=== Work to complete ===
Tally the lines of the records below that contain the string "fingernail", with case counting. Reply with the number alone.

Named-object pointing records
-=-=-=-=-

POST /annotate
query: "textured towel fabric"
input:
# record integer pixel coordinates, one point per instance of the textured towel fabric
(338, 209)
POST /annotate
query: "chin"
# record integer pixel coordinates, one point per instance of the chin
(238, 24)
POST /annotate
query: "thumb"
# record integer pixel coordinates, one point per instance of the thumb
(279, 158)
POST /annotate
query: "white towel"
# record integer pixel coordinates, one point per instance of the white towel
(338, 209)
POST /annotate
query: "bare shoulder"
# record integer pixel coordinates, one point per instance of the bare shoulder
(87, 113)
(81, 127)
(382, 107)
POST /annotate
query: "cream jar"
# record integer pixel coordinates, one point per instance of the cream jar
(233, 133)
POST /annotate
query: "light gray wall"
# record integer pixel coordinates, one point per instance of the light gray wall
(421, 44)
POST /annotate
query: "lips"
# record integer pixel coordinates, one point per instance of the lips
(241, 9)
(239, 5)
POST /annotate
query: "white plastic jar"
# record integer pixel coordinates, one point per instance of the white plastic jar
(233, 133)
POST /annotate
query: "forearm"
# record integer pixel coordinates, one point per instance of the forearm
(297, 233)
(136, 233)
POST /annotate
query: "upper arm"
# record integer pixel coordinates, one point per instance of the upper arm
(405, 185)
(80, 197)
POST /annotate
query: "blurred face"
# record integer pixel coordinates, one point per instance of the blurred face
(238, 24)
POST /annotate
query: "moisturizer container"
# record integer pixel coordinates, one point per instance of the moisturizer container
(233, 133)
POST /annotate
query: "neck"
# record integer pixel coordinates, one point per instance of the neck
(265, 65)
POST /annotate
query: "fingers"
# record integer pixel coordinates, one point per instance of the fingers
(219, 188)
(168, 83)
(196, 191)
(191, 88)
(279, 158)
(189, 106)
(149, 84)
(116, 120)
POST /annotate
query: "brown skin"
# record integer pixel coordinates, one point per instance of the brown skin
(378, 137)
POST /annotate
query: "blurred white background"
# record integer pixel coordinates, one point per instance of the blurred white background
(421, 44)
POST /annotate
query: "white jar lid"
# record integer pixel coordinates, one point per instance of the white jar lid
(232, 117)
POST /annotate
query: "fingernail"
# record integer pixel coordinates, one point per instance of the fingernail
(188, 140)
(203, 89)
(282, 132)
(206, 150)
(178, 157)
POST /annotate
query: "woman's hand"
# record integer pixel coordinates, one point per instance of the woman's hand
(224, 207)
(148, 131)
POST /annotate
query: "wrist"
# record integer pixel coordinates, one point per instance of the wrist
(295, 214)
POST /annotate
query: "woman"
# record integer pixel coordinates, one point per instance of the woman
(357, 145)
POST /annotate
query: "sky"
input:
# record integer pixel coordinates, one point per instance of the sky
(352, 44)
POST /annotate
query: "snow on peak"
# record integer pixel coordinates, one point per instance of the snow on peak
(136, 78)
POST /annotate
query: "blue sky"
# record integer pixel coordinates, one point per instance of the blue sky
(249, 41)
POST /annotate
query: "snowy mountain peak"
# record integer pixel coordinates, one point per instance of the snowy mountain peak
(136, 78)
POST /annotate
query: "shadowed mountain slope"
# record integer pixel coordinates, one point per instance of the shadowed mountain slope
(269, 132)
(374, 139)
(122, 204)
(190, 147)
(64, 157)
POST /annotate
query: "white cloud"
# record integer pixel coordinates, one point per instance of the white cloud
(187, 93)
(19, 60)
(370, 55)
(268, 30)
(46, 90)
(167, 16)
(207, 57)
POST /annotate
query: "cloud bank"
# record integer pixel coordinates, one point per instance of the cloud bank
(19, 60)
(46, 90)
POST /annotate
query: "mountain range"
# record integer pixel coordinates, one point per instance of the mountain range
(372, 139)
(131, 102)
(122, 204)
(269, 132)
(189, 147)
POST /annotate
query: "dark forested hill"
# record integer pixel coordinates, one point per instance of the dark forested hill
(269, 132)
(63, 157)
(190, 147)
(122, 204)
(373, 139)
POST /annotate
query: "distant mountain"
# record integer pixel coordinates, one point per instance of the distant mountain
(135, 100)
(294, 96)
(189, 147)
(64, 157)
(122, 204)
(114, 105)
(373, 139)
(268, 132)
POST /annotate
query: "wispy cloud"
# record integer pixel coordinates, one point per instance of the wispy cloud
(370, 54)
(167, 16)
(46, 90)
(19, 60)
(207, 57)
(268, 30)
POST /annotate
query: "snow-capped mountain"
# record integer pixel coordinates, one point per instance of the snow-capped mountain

-=-=-=-=-

=== Solved problem ===
2